Here is a report I found, it is not on same hardware as yours so the GPU performances might be different but newer than less.

CPU 10.5.6: 162 10.6.8: 170 10.8.2: 172

Mountain Lion wins for efficient CPU usage and OSX has improved steadily in this test.


10.5.6: 162

10.6.8: 174

10.8.2: 184

Again, Mountain Lion appears to use memory more efficiently, although the Leopard test had 2GB of Apple Ram whereas SL and ML had 3rd party 4GB ram.

QUARTZ (2D Graphics)

10.5.6: 220

10.6.8: 208

10.8.2: 270

Once Again, Mountain Lion appears to show OSX improving over time on the same hardware.

-- OpenGL (3D rendering)

10.5.6: 160

10.6.8: 157

10.8.2: 96

Here, we see continual drops in performance on the same hardware over time with a MASSIVE drop in Mountain Lion compared to either Leopard or Snow Leopard. I ran this test a few times and it varied somewhat, but ML just plain did horrible. Of course newer hardware would do better, but this is apples to apples using an older test software as well. Most older games aren't going to change so it seems valid to me.

-- User Interface

10.5.6: 340

10.6.8: 295

10.8.2: 245

Once again, we see a continual drop in performance. This is real noticeable performance as well. I noticed a definite slowdown in the feel of Snow Leopard over Leopard and it's pretty clear that ML's eye-candy handling of windows and screens feels slower than Snow Leopard as well (although some of it's new so it's not as easy to compare directly). I'm not sure what's going on here and if it relates to all OpenGL stuff, but that's a pretty sad score given the same hardware.

My Mac Mini has scores for OpenGL that are 2.5x higher, User Interface is 1.8x higher and Quartz is also 2x higher and that's with an Intel 4000 so clearly even Intel's integrated chips are over 2x as fast as the 8600M GT (which wasn't bad for its day for a mobile GPU).

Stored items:
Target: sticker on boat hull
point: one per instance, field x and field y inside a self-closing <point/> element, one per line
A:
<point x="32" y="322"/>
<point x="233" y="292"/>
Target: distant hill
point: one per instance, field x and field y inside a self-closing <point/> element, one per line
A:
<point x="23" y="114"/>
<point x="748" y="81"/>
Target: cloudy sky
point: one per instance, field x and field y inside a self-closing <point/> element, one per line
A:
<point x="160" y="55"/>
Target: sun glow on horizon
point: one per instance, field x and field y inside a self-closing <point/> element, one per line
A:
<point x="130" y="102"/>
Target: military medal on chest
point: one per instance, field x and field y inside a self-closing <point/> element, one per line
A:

- [Written request 1] Using the Mac OS X benchmark post, mark each statement yes or no and quote the exact words that settle it: (a) The Leopard test ran with 2GB of Apple RAM. (b) Mountain Lion beat Leopard on the OpenGL test. (c) The Mac Mini's scores were reached with an Intel 4000.
- [Written request 2] Pick up the Mac OS X benchmark post right after its last sentence and write what comes next.

- [Exercise output 1]
(a) Yes: "the Leopard test had 2GB of Apple Ram"
(b) No: "with a MASSIVE drop in Mountain Lion compared to either Leopard or Snow Leopard"
(c) Yes: "that's with an Intel 4000"

- [Exercise output 2]
-- Disk Test

10.5.6: 39

10.6.8: 48

10.8.2: 56

The hard drive is different under 10.5.6 (5200 RPM Apple vs 7200 RPM Segate) so you'd expect the 10.6.8 score to improve, but 10.8.2 is clearly faster yet for getting the maximum out of the hard drive. I got 110MB/sec writes vs. a mere 80MB/sec in Snow Leopard with the same drive.

Overall, Mountain Lion appears to be genuine improvement in all the tests over Snow Leopard except OpenGL and User Interface. Unfortunately, these are two HUGELY important areas for a "snappy feel" to the interface and window drawing behavior along with potentially (depending on how it behaves with real world games) affecting OpenGL 3D games quite a bit to the negative on the same hardware. I'll have to try some games to be sure, though.

Leopard was mostly a drop compared to Tiger as well on my PowerMac PPC machine in similar areas. In short, the interface/window/3D behavior appears to becoming BLOATED and relying instead of ever newer/faster GPUs to make up for it. Sadly, in some cases the newer GPUs are SLOWER than the last generation (e.g. Mac Mini's GPU on the model with the Radeon).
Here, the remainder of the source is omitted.